### Instructions to follow
A word-for-word repetition of all the entries is required.

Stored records
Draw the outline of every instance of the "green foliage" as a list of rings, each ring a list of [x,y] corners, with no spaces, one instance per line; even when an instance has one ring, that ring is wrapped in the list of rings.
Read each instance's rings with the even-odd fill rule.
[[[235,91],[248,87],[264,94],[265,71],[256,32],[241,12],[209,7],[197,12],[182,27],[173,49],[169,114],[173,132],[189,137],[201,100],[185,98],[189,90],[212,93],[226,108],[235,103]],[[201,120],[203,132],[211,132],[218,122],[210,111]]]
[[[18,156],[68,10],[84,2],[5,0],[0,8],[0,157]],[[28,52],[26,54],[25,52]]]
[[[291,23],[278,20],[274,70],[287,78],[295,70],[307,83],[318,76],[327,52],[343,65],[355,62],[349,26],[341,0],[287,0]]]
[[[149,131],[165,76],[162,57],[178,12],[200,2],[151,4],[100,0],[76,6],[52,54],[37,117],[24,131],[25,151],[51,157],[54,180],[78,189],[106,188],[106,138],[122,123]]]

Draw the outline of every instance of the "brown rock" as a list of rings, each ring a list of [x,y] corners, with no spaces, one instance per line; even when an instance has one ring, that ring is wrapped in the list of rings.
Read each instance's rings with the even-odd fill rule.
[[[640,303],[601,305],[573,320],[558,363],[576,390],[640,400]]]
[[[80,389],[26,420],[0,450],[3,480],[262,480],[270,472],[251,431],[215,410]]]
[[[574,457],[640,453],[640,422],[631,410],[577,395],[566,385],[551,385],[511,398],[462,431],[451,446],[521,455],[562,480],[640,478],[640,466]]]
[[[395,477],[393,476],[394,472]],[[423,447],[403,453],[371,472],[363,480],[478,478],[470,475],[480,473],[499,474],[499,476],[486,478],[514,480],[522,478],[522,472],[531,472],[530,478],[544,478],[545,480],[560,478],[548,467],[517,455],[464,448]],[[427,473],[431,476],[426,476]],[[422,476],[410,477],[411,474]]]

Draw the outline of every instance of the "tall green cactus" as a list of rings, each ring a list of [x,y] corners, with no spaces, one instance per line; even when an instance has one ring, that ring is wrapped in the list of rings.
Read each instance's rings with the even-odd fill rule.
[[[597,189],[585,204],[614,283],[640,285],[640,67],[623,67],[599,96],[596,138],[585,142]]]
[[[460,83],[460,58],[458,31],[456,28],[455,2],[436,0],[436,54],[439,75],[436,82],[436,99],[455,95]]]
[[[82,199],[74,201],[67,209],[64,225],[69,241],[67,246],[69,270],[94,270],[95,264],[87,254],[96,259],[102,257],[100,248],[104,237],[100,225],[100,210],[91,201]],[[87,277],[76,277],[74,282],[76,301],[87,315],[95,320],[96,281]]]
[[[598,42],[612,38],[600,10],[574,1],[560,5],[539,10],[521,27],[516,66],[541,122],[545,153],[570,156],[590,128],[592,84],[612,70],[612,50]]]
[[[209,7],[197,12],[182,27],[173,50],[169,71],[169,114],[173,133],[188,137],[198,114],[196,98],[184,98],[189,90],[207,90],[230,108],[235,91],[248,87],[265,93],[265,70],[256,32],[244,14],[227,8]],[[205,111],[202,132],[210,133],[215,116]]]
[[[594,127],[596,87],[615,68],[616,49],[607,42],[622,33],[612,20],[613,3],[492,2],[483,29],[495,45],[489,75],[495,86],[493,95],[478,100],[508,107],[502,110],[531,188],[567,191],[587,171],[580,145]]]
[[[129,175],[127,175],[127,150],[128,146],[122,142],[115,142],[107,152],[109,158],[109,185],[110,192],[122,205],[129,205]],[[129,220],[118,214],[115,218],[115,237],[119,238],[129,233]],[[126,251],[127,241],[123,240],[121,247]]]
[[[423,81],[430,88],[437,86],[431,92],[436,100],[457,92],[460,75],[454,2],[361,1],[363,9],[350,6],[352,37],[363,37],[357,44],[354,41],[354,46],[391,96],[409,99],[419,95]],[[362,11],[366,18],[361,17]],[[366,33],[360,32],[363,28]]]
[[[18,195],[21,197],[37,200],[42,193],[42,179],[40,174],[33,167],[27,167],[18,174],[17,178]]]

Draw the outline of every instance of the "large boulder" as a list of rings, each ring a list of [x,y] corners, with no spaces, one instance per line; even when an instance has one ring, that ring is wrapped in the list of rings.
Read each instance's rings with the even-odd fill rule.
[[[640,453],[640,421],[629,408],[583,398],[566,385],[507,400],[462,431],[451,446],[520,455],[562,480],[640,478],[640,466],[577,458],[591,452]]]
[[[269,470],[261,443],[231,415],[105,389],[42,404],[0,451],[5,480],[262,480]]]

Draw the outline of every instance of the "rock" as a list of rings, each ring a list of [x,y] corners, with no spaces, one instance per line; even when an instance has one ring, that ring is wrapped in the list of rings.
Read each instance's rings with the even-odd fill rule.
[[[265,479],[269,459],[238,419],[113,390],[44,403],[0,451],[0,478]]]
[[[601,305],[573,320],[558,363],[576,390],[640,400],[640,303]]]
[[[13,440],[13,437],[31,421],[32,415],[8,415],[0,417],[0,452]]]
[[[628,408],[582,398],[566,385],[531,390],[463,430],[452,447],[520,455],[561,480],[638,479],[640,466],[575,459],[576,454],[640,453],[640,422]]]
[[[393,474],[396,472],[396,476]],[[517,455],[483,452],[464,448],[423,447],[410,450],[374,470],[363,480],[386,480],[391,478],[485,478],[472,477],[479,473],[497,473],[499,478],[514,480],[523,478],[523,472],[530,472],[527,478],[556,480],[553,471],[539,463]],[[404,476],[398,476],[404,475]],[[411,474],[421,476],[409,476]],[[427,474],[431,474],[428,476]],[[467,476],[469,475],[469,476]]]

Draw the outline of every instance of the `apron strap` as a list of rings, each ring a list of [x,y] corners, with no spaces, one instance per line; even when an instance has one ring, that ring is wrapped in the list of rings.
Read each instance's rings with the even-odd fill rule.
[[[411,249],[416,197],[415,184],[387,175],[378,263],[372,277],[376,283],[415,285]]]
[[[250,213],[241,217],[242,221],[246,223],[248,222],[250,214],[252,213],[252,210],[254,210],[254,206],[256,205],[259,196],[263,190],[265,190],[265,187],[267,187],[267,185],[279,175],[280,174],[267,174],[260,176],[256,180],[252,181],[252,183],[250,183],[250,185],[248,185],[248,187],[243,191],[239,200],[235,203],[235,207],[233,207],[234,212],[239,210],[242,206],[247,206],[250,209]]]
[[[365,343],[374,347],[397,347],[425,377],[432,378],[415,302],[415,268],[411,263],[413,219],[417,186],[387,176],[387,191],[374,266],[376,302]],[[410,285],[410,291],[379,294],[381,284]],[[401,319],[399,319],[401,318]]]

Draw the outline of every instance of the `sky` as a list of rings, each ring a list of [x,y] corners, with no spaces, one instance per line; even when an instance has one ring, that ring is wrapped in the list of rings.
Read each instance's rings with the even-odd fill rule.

### Answer for the task
Draw the outline of every instance of the "green foliage" as a list of rings, each ring a list of [x,y] corners, with no spaces, one instance per line; even when an instance has one ring, that ring is wrapped in the list of rings.
Read each instance's rings with the even-odd fill rule.
[[[235,91],[248,87],[264,94],[265,71],[256,32],[241,12],[209,7],[197,12],[182,27],[173,49],[169,114],[173,132],[189,137],[201,100],[185,98],[189,90],[212,93],[226,108],[235,103]],[[201,120],[203,132],[211,132],[218,122],[210,111]]]
[[[18,156],[68,10],[84,2],[5,0],[0,8],[0,157]],[[28,52],[26,54],[25,52]]]
[[[291,23],[278,20],[274,70],[287,78],[295,70],[307,83],[318,76],[327,52],[343,65],[355,62],[349,26],[341,0],[287,0]]]
[[[149,131],[165,76],[162,57],[178,12],[200,2],[151,4],[100,0],[76,6],[52,54],[37,117],[24,131],[25,151],[51,157],[54,180],[78,189],[106,188],[106,138],[122,123]]]

Draw the outline of every instance of the "brown rock" as a list of rings, each ring a list of [x,y] corners, with no spaces, one instance per line; even when an instance has one ring, that ring is wrapped in the list of rings.
Read each instance's rings with the even-odd fill rule.
[[[640,303],[601,305],[573,320],[558,363],[576,390],[640,400]]]
[[[80,389],[26,420],[0,450],[3,480],[262,480],[270,472],[251,431],[215,410]]]
[[[574,457],[640,453],[640,422],[631,410],[577,395],[566,385],[551,385],[511,398],[462,431],[451,446],[521,455],[562,480],[640,478],[640,466]]]
[[[395,477],[393,476],[394,472]],[[423,447],[403,453],[371,472],[363,480],[478,478],[470,475],[480,473],[499,474],[499,476],[486,478],[514,480],[522,478],[522,472],[531,472],[530,478],[544,478],[545,480],[560,478],[548,467],[517,455],[464,448]],[[427,473],[431,476],[426,476]],[[422,476],[410,477],[411,474]]]

Draw the outline of every instance of the "tall green cactus" as a list of rings, each ring a list of [x,y] corners, with no spaces, one instance per line; even when an instance has one ring, that ring is wrapped in the list of rings.
Read each instance's rings with the even-odd fill rule.
[[[597,189],[585,204],[614,283],[640,285],[640,67],[623,67],[599,96],[596,138],[585,142]]]
[[[460,83],[460,58],[458,31],[456,28],[455,2],[436,0],[436,54],[439,75],[436,82],[436,99],[455,95]]]
[[[82,199],[74,201],[67,209],[64,225],[69,241],[67,246],[69,270],[94,270],[95,264],[87,254],[96,259],[102,257],[100,248],[104,237],[100,225],[100,210],[91,201]],[[87,277],[76,277],[74,282],[76,301],[87,315],[95,320],[96,281]]]
[[[598,42],[612,38],[600,10],[574,1],[560,5],[539,10],[521,27],[516,66],[541,122],[545,153],[570,156],[590,128],[592,84],[612,70],[612,50]]]
[[[209,7],[197,12],[182,27],[173,50],[169,71],[169,114],[173,133],[188,137],[198,114],[196,98],[184,98],[189,90],[207,90],[230,108],[235,91],[248,87],[265,93],[265,70],[256,32],[244,14],[227,8]],[[205,111],[202,132],[210,133],[215,116]]]
[[[594,127],[596,87],[615,68],[616,49],[607,42],[622,33],[612,20],[613,3],[492,2],[483,29],[495,45],[489,75],[495,86],[493,95],[478,100],[508,107],[502,110],[531,188],[567,191],[587,171],[580,145]]]
[[[129,175],[127,175],[127,150],[128,146],[122,142],[115,142],[107,152],[109,158],[109,185],[110,192],[122,205],[129,205]],[[129,220],[118,214],[115,218],[115,237],[119,238],[129,233]],[[126,251],[127,241],[123,240],[121,247]]]
[[[423,81],[430,88],[437,86],[431,92],[436,100],[457,92],[460,75],[454,2],[361,1],[363,9],[350,6],[352,37],[363,37],[357,44],[354,41],[354,46],[391,96],[409,99],[419,95]],[[362,11],[366,18],[361,17]],[[366,33],[360,32],[363,28]]]
[[[18,195],[21,197],[37,200],[42,193],[42,179],[40,174],[33,167],[27,167],[18,174],[17,178]]]

Draw the outline of every instance of the "large boulder" as a list of rings, each ring a list of [x,y] corners, with no spaces, one instance per line; even when an instance has one ring, that ring is wrapped in the list of rings.
Read each instance's rings with the even-odd fill rule.
[[[640,453],[640,421],[629,408],[583,398],[566,385],[507,400],[462,431],[451,446],[520,455],[562,480],[640,478],[640,466],[577,458],[591,452]]]
[[[269,470],[261,443],[231,415],[105,389],[42,404],[0,451],[5,480],[262,480]]]

Draw the outline of every instance of the "rock" as a list of rings, each ring a list of [x,y] corners, with no spaces, one instance per line; even when an instance has one ring, that ring is wrapped in the list of rings.
Read each instance's rings with the even-odd fill rule.
[[[265,479],[269,459],[238,419],[113,390],[44,403],[0,451],[0,478]]]
[[[601,305],[573,320],[558,363],[576,390],[640,400],[640,303]]]
[[[13,440],[13,437],[31,421],[32,415],[8,415],[0,417],[0,452]]]
[[[628,408],[582,398],[566,385],[531,390],[463,430],[452,447],[520,455],[561,480],[638,479],[640,466],[575,459],[576,454],[640,453],[640,422]]]
[[[393,474],[396,472],[396,476]],[[517,455],[483,452],[464,448],[423,447],[410,450],[374,470],[363,480],[386,480],[391,478],[485,478],[472,477],[479,473],[497,473],[499,478],[514,480],[523,478],[523,472],[530,472],[527,478],[556,480],[553,471],[539,463]],[[404,476],[398,476],[404,475]],[[411,474],[421,476],[409,476]],[[427,474],[431,474],[428,476]],[[467,476],[469,475],[469,476]]]

Draw the outline of every instance of the `apron strap` as a list of rings, each ring a list of [x,y] corners, with no spaces, one instance per line; even when an instance has one ring, that ring is wrapped in the list of rings.
Read each instance's rings with the even-odd fill rule.
[[[411,249],[416,197],[415,184],[387,175],[378,263],[372,277],[376,283],[415,285]]]
[[[250,213],[241,217],[242,221],[246,223],[248,222],[250,214],[252,213],[252,210],[254,210],[254,206],[256,205],[259,196],[263,190],[265,190],[265,187],[267,187],[267,185],[279,175],[280,174],[267,174],[260,176],[256,180],[252,181],[252,183],[250,183],[250,185],[248,185],[248,187],[243,191],[239,200],[235,203],[235,207],[233,207],[234,212],[239,210],[242,206],[247,206],[250,209]]]
[[[365,343],[374,347],[397,347],[425,377],[432,378],[415,302],[415,268],[411,263],[413,219],[417,186],[387,176],[387,191],[374,266],[376,302]],[[410,285],[410,291],[379,294],[381,284]],[[401,319],[399,319],[401,318]]]

Draw the outline of every instance of the `sky` as a list of rings, each ring a list of [x,y] corners, with no spaces, one instance per line; even when an instance has one ring, that ring is wrapped in the list of rings.
Read each instance's rings with the even-odd fill rule.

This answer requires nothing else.